Nació el 24 de julio de 1933, en la ciudad de Arnhem, Holanda, como el resultado de la improbable unión entre un judío holandés y una mexicana de Sonora con raíces seri. La pareja se había conocido unos años antes cuando él, empleado de la empresa Phillips, había sido enviado a trabajar a México porque hablaba español. Luego, el matrimonio volvería a Holanda, donde nacería De Winter, justo al tiempo en que Hitler ascendía al poder en Alemania.
“La guerra es la página negra del libro de mi vida”, diría alguna vez Willy De Winter, entrevistado por Emilio Penhos. Esa página sería breve pero indeleble, y el también escritor la recordaría con lucidez hasta muy avanzada edad. Su padre se había salvado de la deportación porque había sobornado a un oficial nazi con un saco de café, pero no podría eludir la precarización de su vida.
Durante la infancia de De Winter, los judíos “no podían estar en un restaurante. No podían ir al cine ni al teatro ni a un concierto”. Finalmente serían asesinados 130 de los 140 mil que vivían en Holanda. Con apenas siete años, De Winter vería llegar a las tropas nazis y luego, cuando la guerra estaba por terminar, vería las cruentas batallas de Arnhem sobre el río Rin.
En medio de ambos eventos, cuando cumplía nueve años de edad, De Winter tropezaría con el amor de su vida. Le había pedido a su padre que le regalara algún juego y este, pese a que pasaba penurias, había aceptado. En el aparador, el niño De Winter vio las siluetas de los peones, del rey y de la dama, de las torres, los caballos y los alfiles, y apuntó con su enjuto dedo hacia el tablero de madera. Como no era un juego muy caro, su padre aceptó.
Ninguno sabía entonces de qué tamaño era la puerta que abriría el ajedrez en la vida de ese niño.
“El ajedrez enseña a uno a luchar. A luchar en la vida”, diría De Winter en la citada entrevista, probablemente una de las últimas que concedería, pocos meses después de la muerte de quien fuera su esposa por casi 60 años, en plena pandemia de covid.
Gracias a esa mentalidad de lucha que se aprende con el ajedrez, diría De Winter, “uno no se preocupa tanto por la vejez y por el debilitamiento de nuestras facultades. No, se sigue estudiando, se sigue luchando y se sigue desarrollando. Mi profesión es ser traductor y sigo estudiando cada día, cuando menos una palabra en cualquier otro idioma”.

**LOS DATOS**
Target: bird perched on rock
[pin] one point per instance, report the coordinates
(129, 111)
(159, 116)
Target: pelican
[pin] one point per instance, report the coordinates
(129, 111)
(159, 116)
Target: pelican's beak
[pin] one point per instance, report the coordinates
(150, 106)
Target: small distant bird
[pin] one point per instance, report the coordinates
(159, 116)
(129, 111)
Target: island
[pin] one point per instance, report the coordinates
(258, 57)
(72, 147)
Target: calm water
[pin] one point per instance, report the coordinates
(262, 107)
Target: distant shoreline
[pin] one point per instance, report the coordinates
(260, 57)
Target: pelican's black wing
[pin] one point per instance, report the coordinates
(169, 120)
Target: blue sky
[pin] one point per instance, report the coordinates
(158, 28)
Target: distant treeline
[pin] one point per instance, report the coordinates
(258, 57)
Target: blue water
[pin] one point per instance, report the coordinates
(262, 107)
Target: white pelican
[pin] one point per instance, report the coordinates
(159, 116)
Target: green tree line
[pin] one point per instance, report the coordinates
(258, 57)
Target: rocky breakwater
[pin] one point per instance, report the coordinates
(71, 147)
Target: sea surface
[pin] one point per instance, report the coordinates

**DESCRIPCIÓN DE LA TAREA**
Extrae del texto sobre Willy De Winter, sin ningún cambio, el tramo que va desde "Ninguno sabía entonces" hasta "pandemia de covid.".

**RESULTADO ESPERADO**
Ninguno sabía entonces de qué tamaño era la puerta que abriría el ajedrez en la vida de ese niño.
“El ajedrez enseña a uno a luchar. A luchar en la vida”, diría De Winter en la citada entrevista, probablemente una de las últimas que concedería, pocos meses después de la muerte de quien fuera su esposa por casi 60 años, en plena pandemia de covid.